Reflections from Bangladesh Six Months Later
July 11th 2012
This trip to Bangladesh means the world to me. This trip has opened my eyes to a world that is far beyond my borders. The beautiful people that I have met, the cultural and traditional experiences that I have learned about, and the prosperous land and nation that I had the experience to travel has changed my life for the better. When I first heard about the opportunity to go to Bangladesh through my academic resource college track, I went all in. However, I didn’t know what to expect let alone if I was going to get selected. To be honest I thought it was going to be just like the movie Slumdog Millionaire. Through pushing past my fears I submitted my application. Feelings of anxiety, nervousness, and stress fell upon me for about a month as a waited for the inevitable. When I got the email from Laura hat I was selected to attend the interview process I was ecstatic, however having surgery that same week, I had to be interviewed via Skype. This was disappointing because I felt like I let Laura, my family, and myself down by not attending the interview in person.
But through favor, it all worked out, and I was one of the thirty students picked to go to Bangladesh. Going to Bangladesh has changed my life because it took me away from my comfort zone that consisted of my family, my friends, and my interests such as playing sports. But instead of being shielded away from everyone, I decided to reach out to people and that is when I started to make a strong connection and friendship with my host brother Mashfi and his family. It’s because of him that I love soccer and his favorite team FC Barcelona. Its because of his family that I no longer feel like an outsider wherever I go because they treated me like I was a son, not just a guest or a burden that they were obliged to deal with for four weeks until I left. They even gave me presents and flowers on Christmas day. I was in tears because they made me feel like I was back home with my own family.
My Service Learning Project humbled me in such a way that couldn’t be explained. I worked with the villagers in the chars of Sirajganj elevating school structures and planting fruit-bearing trees. During my time working in the chars I learned about the struggles that the villagers go through every day and how the home gets flooded every couple of years. These living situations make it hard to raise a family and to stay together as a village and as a community. But through all the heartache of losing family and friends, the villagers still had smiles on their faces. And even though I felt like we could’ve done more to help them, I know that they deeply appreciated our hard work and effort. On the last day of working in the chars the head villager apologized for anything that they could’ve done to make us feel uncomfortable. This blew me away because it should have been the other way around; we were the guests in their village.

| TO DO |
a. Retype everything in the Bangladesh reflection from "But through favor, it" down to "my own family.".
b. In the Bangladesh reflection, what work did the writer do with the villagers in the chars of Sirajganj?
The listing that comes next is separate material and has no connection to the Bangladesh reflection.

| RECORD SET |
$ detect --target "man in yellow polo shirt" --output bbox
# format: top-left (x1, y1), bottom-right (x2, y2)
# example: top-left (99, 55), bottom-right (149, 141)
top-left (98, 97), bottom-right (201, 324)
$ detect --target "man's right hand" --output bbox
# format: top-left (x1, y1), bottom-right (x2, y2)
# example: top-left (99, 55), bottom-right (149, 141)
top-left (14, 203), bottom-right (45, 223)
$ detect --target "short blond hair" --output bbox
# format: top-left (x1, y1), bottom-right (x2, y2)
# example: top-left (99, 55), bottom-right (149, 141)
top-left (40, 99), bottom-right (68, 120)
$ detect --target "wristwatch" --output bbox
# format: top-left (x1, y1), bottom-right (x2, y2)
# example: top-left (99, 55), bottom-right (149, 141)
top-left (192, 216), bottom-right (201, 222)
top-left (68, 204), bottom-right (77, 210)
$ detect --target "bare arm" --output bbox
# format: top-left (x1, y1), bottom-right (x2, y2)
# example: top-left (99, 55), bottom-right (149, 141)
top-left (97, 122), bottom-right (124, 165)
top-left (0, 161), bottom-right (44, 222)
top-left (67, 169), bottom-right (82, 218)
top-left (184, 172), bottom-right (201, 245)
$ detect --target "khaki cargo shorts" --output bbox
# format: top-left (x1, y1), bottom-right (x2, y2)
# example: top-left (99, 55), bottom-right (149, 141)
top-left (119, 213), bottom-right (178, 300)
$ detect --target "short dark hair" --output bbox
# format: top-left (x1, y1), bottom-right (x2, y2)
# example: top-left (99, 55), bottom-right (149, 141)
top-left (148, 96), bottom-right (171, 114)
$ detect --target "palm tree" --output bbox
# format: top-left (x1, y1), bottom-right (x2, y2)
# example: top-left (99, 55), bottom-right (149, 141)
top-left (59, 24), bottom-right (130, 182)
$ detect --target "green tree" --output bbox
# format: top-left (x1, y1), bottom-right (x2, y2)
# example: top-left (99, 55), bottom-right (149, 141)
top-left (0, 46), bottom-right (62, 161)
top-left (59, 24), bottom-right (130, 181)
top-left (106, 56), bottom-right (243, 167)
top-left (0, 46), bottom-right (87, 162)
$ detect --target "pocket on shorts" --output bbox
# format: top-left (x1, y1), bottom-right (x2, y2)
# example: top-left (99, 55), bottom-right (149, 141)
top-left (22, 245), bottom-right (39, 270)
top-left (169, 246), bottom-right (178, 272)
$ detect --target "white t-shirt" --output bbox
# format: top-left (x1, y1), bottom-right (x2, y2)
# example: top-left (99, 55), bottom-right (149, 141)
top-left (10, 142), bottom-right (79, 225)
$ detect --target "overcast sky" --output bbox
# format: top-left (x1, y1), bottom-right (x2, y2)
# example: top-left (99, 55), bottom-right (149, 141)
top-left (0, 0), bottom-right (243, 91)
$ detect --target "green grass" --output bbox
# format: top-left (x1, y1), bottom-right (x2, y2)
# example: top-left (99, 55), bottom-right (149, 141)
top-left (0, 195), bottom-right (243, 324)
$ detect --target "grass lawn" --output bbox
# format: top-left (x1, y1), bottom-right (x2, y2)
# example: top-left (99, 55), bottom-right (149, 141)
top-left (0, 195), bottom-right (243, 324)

==

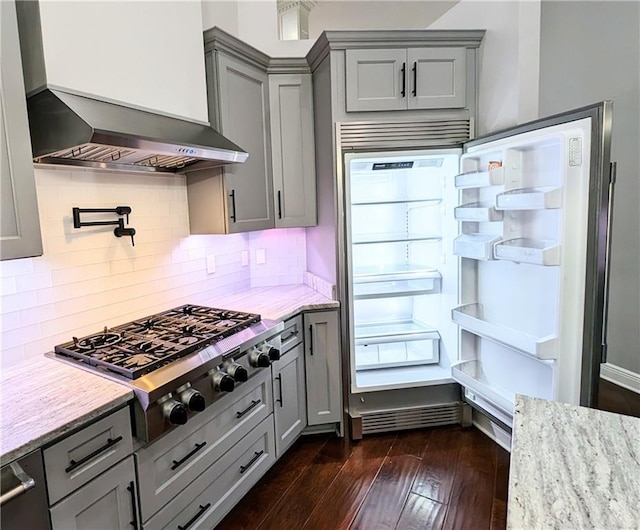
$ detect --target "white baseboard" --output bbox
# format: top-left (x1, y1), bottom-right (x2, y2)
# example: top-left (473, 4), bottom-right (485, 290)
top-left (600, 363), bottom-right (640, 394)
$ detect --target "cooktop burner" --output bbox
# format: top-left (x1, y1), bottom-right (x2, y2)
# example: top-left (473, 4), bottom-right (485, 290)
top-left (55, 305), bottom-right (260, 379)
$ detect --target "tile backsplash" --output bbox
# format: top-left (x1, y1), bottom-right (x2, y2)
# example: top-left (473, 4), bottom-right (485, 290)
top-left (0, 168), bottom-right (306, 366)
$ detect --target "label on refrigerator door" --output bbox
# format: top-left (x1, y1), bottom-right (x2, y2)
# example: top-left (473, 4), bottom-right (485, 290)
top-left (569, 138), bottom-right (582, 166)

--

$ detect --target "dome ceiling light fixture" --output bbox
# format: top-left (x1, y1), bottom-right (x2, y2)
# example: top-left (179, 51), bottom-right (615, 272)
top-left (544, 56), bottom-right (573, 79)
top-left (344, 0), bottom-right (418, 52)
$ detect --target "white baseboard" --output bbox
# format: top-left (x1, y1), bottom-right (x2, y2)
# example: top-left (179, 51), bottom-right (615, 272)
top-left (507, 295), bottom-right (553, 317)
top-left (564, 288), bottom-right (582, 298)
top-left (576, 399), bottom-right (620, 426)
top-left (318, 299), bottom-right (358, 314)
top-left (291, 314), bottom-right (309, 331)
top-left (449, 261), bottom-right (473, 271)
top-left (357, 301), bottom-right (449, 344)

| OUTPUTS IN ORDER |
a.
But through favor, it all worked out, and I was one of the thirty students picked to go to Bangladesh. Going to Bangladesh has changed my life because it took me away from my comfort zone that consisted of my family, my friends, and my interests such as playing sports. But instead of being shielded away from everyone, I decided to reach out to people and that is when I started to make a strong connection and friendship with my host brother Mashfi and his family. It’s because of him that I love soccer and his favorite team FC Barcelona. Its because of his family that I no longer feel like an outsider wherever I go because they treated me like I was a son, not just a guest or a burden that they were obliged to deal with for four weeks until I left. They even gave me presents and flowers on Christmas day. I was in tears because they made me feel like I was back home with my own family.

b. Elevating school structures and planting fruit-bearing trees.